+++ GIVEN RECORDS +++
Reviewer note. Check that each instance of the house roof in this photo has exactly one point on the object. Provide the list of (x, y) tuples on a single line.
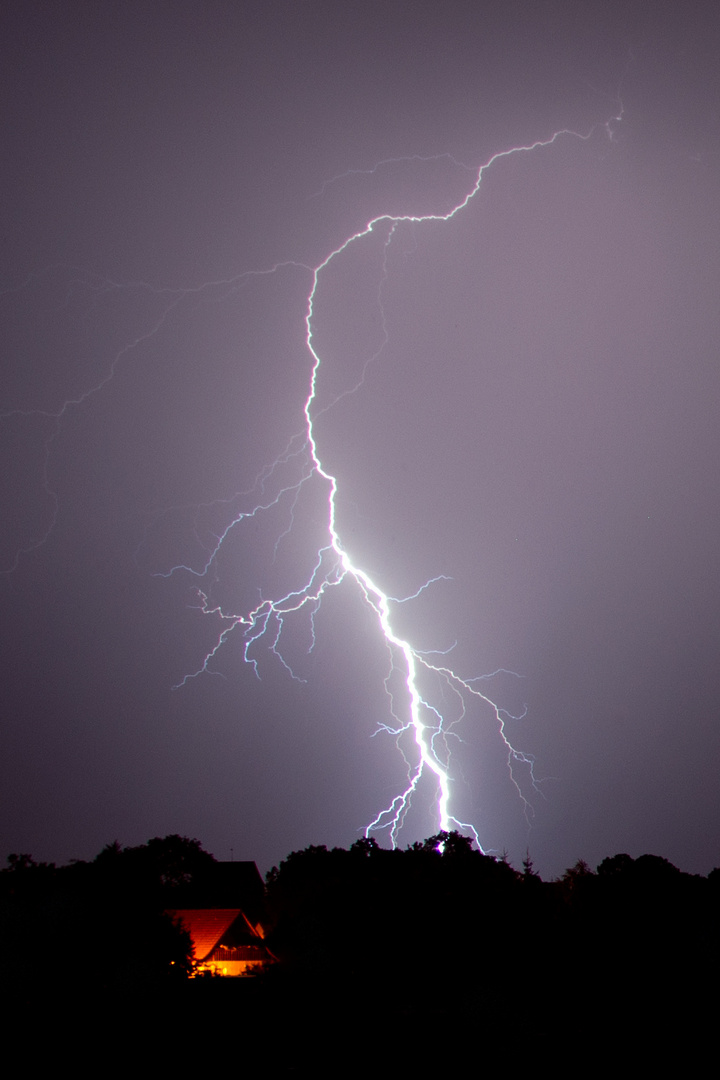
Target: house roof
[(208, 926)]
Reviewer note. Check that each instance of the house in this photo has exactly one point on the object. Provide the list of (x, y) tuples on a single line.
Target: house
[(222, 913)]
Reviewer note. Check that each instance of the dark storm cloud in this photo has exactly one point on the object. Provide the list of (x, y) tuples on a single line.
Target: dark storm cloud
[(540, 427)]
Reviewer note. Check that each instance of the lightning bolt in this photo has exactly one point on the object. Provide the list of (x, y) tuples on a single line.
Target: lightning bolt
[(428, 698), (423, 726)]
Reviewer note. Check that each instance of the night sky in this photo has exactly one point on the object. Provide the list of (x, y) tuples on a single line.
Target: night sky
[(537, 423)]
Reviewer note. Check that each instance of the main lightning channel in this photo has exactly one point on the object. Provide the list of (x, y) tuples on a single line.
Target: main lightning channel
[(418, 720)]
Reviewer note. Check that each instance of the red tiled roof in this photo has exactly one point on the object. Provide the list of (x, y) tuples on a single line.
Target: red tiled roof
[(206, 926)]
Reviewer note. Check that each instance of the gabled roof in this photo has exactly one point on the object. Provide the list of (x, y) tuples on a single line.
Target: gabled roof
[(208, 926)]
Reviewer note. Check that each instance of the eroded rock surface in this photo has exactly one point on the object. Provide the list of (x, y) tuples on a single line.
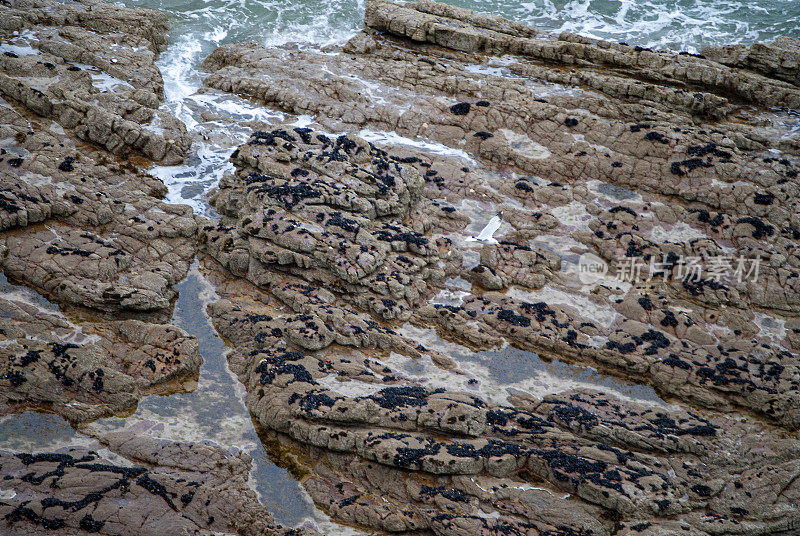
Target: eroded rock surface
[(137, 485), (81, 226), (90, 67), (333, 249)]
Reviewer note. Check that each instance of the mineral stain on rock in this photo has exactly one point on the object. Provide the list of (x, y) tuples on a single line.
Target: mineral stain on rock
+++
Rescale the listing between the lines holding "Reviewer note. Check that each instance of the gabled" and "[(137, 485), (81, 226), (90, 67), (333, 249)]", inclusive: reproduce every line in full, changing only the point coordinates in the answers, each multiplied by 1.4 and rounded to the nearest whole number with halves rounded up. Leave the pictures out of your answer.

Reviewer note. Check that each instance of the gabled roof in this photo has exactly one point on the object. Provide the list of (x, y) tuples on a single line.
Target: gabled roof
[(291, 1296)]
Reviewer note. Check that each instance of the eroded rock surface in this photo has exactly one point on the object. Provide the list of (x, y) tuples on a single line.
Target: eroded rock surface
[(192, 679), (113, 316), (126, 94), (466, 349)]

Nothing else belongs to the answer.